> **Exercise**: Convert the material below into a JSON list of strings, making each line its own string and omitting blank lines.

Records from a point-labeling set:
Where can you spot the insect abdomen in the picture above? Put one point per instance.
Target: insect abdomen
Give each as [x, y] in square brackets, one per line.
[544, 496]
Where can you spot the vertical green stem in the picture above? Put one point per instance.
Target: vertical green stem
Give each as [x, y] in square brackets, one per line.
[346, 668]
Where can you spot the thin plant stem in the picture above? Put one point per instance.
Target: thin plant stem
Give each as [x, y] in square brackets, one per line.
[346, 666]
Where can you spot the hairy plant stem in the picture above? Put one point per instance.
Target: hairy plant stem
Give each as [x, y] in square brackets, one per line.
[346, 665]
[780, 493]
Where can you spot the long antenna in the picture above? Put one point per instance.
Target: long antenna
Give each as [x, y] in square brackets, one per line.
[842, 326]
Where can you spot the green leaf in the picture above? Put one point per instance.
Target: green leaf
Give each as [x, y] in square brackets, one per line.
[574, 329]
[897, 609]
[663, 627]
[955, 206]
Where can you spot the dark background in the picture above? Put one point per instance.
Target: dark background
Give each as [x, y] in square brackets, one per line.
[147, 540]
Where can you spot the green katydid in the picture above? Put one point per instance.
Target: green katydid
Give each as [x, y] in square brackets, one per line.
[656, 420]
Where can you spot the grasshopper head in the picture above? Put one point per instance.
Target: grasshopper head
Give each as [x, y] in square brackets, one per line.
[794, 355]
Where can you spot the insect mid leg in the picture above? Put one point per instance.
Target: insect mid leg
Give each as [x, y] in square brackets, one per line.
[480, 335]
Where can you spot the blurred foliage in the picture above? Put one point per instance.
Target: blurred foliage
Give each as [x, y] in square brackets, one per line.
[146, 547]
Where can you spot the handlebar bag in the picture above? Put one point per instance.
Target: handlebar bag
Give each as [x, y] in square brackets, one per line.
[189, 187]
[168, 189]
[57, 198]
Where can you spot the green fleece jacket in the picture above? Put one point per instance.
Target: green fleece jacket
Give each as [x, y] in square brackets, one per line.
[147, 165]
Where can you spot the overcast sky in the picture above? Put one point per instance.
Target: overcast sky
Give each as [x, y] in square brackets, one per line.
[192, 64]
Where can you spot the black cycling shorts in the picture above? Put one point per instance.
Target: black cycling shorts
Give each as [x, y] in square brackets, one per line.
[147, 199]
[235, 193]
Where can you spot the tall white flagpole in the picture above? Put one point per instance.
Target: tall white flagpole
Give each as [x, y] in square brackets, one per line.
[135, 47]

> **Response to this exercise**:
[
  "Where can you spot the insect abdomen in the picture above? Put one point per instance.",
  "Target: insect abdomen",
  "Give each as [x, y] in square brackets, one per line.",
  "[544, 496]",
  "Where can you spot the vertical green stem in the picture above? Put one point per instance.",
  "Target: vertical green stem",
  "Give each as [x, y] in square brackets, one per line.",
  "[346, 668]",
  "Where can you spot the thin plant stem in the picture above? Put one point per instance.",
  "Target: thin plant stem",
  "Give each as [x, y] in square brackets, one per line.",
  "[346, 666]",
  "Where can you spot the hairy plant stem in the picture above? Put one point per instance.",
  "Target: hairy plant stem",
  "Give each as [x, y] in square brackets, one per line.",
  "[346, 665]",
  "[780, 493]",
  "Where can you spot the long antenna in the picture above? Put one point per instance.",
  "Target: long antenna",
  "Give each as [x, y] in square brackets, one per line.",
  "[842, 326]",
  "Where can you spot the green leaf in the picture above? Put one point per instance.",
  "Target: green leaf",
  "Give each as [x, y] in square brackets, one per line.",
  "[574, 329]",
  "[897, 609]",
  "[663, 627]",
  "[955, 206]",
  "Where can you spot the dark background in the picture above? Put one point per instance.",
  "Target: dark background",
  "Give each as [x, y] in square brackets, one per line.",
  "[147, 540]",
  "Where can you spot the green katydid in the picture above? Put one point per instance.",
  "Target: green katydid",
  "Give each as [x, y] in square brackets, one per line.",
  "[656, 420]",
  "Where can you spot the grasshopper head in the picture above? Put one point per instance.",
  "Target: grasshopper head",
  "Give each as [x, y] in square brackets, one per line.",
  "[794, 355]",
  "Where can you spot the insect mid leg in the picture above? Put one point per instance.",
  "Target: insect mid leg",
  "Give each as [x, y] in square brackets, one per line.",
  "[480, 335]",
  "Where can you spot the blurred foliage in the picture above? Put one point per instance.",
  "Target: blurred foliage",
  "Give each as [x, y] in square brackets, one per line.",
  "[146, 547]",
  "Where can you spot the handlebar bag in the picture above? Put one point per instance.",
  "Target: handlebar bag",
  "Give each as [x, y] in square brackets, one per line.",
  "[189, 187]",
  "[168, 189]",
  "[57, 198]",
  "Where can you spot the green fleece jacket in the picture above? Put one point per instance.",
  "Target: green fleece jacket",
  "Give each as [x, y] in square brackets, one per line.",
  "[147, 165]",
  "Where can you spot the overcast sky in the picture above? Put one point per instance.",
  "Target: overcast sky",
  "Give each as [x, y] in square brackets, one per line.",
  "[192, 64]",
  "Where can you spot the black cycling shorts in the picture above? Put one point per instance.",
  "Target: black cycling shorts",
  "Give each as [x, y] in square brackets, one per line.",
  "[147, 199]",
  "[235, 193]",
  "Where can you spot the tall white flagpole in the picture above? Put one point per instance.",
  "Target: tall white flagpole",
  "Give each as [x, y] in square brackets, one per line.",
  "[135, 47]"
]